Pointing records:
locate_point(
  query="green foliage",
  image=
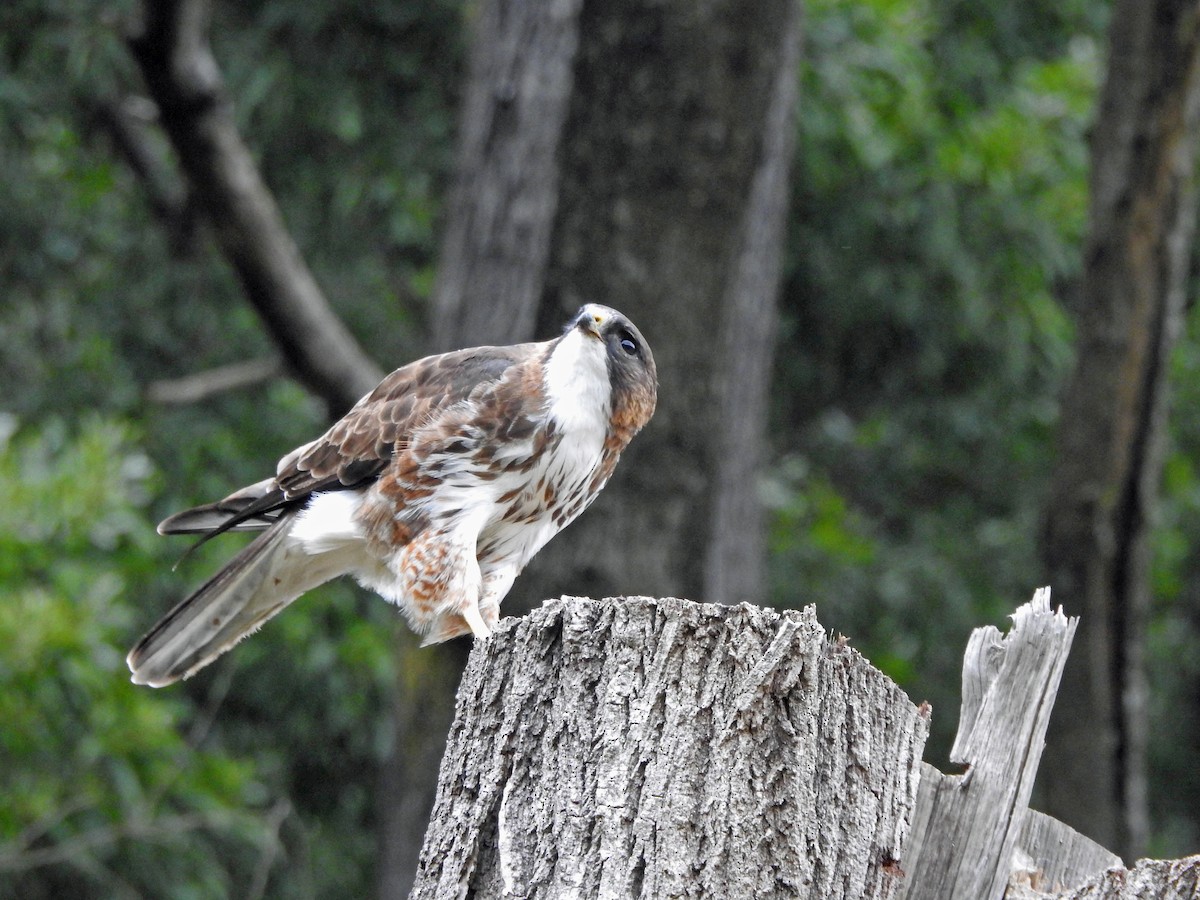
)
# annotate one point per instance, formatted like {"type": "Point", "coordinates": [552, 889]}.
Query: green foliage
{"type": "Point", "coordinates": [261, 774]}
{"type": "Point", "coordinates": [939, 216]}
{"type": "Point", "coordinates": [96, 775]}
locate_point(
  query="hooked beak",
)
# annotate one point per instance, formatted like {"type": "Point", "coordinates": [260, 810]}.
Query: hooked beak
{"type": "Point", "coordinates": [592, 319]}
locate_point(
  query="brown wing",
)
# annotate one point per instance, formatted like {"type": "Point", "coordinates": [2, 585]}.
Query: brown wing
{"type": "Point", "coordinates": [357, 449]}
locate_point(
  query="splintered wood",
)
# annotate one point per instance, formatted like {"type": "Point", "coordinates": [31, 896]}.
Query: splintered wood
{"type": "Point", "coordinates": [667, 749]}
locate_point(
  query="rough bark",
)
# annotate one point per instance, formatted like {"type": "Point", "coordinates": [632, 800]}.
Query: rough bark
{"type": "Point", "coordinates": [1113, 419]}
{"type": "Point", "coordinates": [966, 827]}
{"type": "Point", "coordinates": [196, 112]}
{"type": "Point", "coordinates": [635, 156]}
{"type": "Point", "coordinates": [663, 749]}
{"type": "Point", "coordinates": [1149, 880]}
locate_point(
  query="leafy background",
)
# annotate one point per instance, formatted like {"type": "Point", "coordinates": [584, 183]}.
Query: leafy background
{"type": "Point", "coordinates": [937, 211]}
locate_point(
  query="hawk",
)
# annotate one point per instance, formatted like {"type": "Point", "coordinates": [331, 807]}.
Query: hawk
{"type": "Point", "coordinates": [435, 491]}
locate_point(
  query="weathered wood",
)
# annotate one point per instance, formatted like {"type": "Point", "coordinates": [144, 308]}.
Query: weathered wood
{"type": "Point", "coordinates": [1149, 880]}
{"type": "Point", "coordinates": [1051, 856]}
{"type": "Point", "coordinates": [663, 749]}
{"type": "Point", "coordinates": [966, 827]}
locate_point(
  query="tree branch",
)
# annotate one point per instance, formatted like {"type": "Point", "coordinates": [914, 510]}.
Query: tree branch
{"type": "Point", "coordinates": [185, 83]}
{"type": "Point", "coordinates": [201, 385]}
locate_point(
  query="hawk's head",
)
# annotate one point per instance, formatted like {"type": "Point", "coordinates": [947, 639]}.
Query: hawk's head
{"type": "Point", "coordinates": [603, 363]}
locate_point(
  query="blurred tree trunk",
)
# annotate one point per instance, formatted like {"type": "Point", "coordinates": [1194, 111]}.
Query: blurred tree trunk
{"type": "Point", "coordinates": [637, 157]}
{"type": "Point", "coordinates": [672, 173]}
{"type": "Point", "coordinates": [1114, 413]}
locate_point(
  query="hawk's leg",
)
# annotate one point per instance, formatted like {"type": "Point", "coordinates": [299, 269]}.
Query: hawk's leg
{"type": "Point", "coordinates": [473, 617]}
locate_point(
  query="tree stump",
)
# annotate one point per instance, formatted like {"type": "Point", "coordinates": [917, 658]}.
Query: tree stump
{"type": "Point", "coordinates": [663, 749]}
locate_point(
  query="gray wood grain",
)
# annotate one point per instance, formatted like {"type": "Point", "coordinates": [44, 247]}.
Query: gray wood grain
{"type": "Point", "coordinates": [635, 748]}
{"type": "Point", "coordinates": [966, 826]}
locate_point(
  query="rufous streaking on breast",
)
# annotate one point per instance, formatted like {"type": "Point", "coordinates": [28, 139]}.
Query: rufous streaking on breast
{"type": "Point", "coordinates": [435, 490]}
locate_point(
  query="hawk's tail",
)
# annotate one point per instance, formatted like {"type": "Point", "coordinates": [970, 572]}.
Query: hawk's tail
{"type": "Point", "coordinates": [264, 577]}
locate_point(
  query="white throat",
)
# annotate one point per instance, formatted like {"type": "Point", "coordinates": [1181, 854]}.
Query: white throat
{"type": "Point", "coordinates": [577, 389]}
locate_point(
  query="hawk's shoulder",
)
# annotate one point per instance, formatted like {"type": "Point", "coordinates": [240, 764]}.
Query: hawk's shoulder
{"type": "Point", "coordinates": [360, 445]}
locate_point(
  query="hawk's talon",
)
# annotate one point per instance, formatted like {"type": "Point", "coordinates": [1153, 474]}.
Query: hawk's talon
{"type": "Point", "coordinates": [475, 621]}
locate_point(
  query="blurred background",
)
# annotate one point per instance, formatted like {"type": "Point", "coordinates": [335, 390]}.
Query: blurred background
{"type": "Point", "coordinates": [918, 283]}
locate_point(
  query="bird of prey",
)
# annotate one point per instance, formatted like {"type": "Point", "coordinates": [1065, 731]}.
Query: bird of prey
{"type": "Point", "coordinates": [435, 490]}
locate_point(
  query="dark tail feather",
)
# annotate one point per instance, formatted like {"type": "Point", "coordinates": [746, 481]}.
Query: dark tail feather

### [Problem requirements]
Please pick out every line in the entries above that contains the word "trunk" and copy each one in full.

### [Problem solution]
  query="blurred tree trunk",
Query: blurred tree trunk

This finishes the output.